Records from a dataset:
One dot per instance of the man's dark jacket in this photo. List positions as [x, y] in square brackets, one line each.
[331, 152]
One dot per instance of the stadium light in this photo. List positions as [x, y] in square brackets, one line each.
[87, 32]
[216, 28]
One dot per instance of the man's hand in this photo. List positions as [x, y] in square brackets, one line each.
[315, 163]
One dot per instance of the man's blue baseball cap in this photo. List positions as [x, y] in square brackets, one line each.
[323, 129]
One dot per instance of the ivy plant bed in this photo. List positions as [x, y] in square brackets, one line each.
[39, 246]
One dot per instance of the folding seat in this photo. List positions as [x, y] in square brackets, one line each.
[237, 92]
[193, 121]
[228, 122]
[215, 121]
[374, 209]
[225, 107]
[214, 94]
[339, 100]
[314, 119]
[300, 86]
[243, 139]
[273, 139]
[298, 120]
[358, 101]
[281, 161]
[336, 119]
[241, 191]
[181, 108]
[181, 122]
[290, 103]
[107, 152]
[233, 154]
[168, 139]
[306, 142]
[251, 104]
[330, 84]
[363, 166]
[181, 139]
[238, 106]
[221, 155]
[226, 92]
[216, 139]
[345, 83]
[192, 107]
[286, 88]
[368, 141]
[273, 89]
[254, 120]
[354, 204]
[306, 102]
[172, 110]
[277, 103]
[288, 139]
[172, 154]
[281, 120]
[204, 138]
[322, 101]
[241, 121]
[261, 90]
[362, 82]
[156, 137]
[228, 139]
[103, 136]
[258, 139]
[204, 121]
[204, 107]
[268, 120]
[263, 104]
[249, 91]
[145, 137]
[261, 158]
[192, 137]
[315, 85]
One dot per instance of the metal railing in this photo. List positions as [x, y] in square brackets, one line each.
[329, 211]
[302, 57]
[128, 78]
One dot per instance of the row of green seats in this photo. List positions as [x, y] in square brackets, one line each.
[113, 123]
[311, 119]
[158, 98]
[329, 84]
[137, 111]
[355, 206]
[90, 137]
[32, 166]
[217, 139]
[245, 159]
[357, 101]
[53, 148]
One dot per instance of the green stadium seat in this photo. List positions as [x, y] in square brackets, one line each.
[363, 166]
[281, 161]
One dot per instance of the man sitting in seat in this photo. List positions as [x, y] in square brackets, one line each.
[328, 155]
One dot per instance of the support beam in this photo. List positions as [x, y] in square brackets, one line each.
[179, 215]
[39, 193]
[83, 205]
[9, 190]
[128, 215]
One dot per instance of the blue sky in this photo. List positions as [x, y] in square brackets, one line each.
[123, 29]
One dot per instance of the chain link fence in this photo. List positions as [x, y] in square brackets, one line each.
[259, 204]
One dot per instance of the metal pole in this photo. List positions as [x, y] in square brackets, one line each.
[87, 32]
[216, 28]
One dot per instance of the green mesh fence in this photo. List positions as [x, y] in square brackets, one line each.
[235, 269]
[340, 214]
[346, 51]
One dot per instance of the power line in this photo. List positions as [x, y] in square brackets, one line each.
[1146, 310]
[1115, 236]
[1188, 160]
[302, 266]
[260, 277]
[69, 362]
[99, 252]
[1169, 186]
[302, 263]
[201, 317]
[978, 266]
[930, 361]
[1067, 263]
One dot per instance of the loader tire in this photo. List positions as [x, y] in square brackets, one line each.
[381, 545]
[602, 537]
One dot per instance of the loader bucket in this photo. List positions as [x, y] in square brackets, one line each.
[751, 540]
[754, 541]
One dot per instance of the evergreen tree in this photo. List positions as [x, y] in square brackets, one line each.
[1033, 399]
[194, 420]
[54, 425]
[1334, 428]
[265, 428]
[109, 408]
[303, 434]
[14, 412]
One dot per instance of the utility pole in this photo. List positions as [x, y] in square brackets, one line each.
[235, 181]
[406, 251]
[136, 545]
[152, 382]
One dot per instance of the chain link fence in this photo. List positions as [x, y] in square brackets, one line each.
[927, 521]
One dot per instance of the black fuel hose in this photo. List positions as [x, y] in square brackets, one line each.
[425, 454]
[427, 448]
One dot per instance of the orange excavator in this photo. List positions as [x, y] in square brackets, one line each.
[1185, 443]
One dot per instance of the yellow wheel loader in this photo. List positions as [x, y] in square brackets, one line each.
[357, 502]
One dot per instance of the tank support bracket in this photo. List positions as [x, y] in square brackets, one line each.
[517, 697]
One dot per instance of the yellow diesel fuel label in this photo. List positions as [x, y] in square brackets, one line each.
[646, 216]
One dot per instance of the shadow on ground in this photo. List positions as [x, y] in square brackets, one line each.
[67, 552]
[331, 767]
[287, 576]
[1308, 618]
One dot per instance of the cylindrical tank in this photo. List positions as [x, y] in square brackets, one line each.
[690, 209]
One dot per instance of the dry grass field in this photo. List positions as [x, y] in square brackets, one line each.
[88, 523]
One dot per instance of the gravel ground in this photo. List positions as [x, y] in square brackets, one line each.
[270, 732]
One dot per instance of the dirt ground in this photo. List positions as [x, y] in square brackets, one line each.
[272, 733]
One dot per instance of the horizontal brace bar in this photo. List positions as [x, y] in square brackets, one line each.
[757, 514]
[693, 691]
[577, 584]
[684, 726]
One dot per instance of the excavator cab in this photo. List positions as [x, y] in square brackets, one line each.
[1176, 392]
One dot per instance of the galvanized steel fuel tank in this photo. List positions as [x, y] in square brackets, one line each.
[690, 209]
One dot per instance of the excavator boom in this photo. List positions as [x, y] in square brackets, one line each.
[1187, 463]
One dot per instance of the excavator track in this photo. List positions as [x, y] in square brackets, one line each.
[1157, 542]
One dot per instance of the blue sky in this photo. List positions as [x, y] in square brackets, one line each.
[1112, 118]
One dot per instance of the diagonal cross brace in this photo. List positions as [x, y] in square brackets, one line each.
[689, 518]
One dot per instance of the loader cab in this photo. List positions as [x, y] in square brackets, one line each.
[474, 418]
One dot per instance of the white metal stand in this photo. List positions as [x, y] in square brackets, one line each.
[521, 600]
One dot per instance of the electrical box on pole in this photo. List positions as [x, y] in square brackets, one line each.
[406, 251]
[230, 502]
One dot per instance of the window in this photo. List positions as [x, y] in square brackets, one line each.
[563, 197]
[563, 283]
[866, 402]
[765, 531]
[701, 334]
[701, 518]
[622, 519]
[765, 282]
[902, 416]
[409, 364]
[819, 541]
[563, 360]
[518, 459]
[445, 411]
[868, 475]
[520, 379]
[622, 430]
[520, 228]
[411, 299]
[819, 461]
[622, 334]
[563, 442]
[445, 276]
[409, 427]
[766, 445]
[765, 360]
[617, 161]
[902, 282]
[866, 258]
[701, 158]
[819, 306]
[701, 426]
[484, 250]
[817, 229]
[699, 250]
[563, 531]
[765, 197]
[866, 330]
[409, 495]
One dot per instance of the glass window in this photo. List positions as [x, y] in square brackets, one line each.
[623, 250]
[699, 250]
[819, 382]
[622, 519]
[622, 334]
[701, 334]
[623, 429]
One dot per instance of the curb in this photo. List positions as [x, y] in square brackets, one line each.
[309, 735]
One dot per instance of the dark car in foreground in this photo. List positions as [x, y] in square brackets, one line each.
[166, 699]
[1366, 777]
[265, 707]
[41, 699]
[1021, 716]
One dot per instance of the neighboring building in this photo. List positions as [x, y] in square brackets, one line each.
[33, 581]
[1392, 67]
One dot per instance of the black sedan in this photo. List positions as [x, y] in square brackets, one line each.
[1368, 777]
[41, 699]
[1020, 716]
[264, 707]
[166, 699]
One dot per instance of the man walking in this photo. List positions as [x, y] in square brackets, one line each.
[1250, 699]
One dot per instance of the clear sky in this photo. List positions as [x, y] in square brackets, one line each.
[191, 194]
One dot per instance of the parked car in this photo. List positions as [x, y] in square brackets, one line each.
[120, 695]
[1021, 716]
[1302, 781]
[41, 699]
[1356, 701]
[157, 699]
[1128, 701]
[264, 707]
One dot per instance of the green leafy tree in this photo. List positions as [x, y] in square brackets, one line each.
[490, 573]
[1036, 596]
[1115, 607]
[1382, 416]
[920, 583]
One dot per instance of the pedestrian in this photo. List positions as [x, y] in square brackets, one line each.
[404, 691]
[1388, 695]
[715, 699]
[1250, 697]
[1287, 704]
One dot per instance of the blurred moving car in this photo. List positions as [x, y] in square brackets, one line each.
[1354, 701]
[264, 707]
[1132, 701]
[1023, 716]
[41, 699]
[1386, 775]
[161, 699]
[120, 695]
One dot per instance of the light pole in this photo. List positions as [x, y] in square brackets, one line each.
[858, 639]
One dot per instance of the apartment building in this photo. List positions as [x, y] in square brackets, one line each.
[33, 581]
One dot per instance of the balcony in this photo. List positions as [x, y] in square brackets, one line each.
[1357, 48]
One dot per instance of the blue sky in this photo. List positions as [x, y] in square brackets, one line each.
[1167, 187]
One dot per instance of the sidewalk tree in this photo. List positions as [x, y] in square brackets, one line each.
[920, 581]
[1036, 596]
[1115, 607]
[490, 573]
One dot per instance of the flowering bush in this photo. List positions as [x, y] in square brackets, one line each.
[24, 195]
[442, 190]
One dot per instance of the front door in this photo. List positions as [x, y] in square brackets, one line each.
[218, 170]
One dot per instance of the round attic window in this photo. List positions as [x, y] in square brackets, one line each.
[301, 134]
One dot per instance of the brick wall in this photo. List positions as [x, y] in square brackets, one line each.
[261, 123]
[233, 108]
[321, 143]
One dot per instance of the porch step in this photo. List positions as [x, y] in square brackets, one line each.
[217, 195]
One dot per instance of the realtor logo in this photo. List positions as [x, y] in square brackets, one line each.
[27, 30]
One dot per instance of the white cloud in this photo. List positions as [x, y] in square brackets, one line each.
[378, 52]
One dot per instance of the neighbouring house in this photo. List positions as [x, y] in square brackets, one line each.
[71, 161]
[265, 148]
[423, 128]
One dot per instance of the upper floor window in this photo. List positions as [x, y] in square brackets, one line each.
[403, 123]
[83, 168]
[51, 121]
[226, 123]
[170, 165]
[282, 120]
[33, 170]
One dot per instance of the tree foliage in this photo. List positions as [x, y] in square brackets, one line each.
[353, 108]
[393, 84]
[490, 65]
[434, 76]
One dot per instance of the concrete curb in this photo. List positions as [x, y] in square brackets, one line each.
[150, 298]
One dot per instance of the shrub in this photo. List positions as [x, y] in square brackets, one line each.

Directions:
Lay out the lines of the records as a Markdown table with the columns Row and Line, starting at the line containing "One dot per instance of the blurred" and ending at the line containing "[1167, 187]". Number each row and leave out blank lines.

Answer to the exercise:
| Row | Line |
|---|---|
| 1 | One dot per instance of the blurred moving car in this photo. List positions as [x, y] in square brackets, one line each. |
| 2 | [1354, 701] |
| 3 | [264, 707] |
| 4 | [1132, 701] |
| 5 | [1023, 716] |
| 6 | [41, 699] |
| 7 | [1386, 775] |
| 8 | [161, 699] |
| 9 | [120, 695] |
| 10 | One dot per instance of the light pole in this photo. List positions as [x, y] in square brackets, one line each. |
| 11 | [858, 639] |
| 12 | One dot per instance of the apartment building in this photo. List positions as [x, y] in square brackets, one line each. |
| 13 | [33, 581] |
| 14 | One dot per instance of the balcony in this photo. List positions as [x, y] in square brackets, one line each. |
| 15 | [1357, 48] |
| 16 | One dot per instance of the blue sky in this photo. List positions as [x, y] in square brackets, one line each. |
| 17 | [1167, 187] |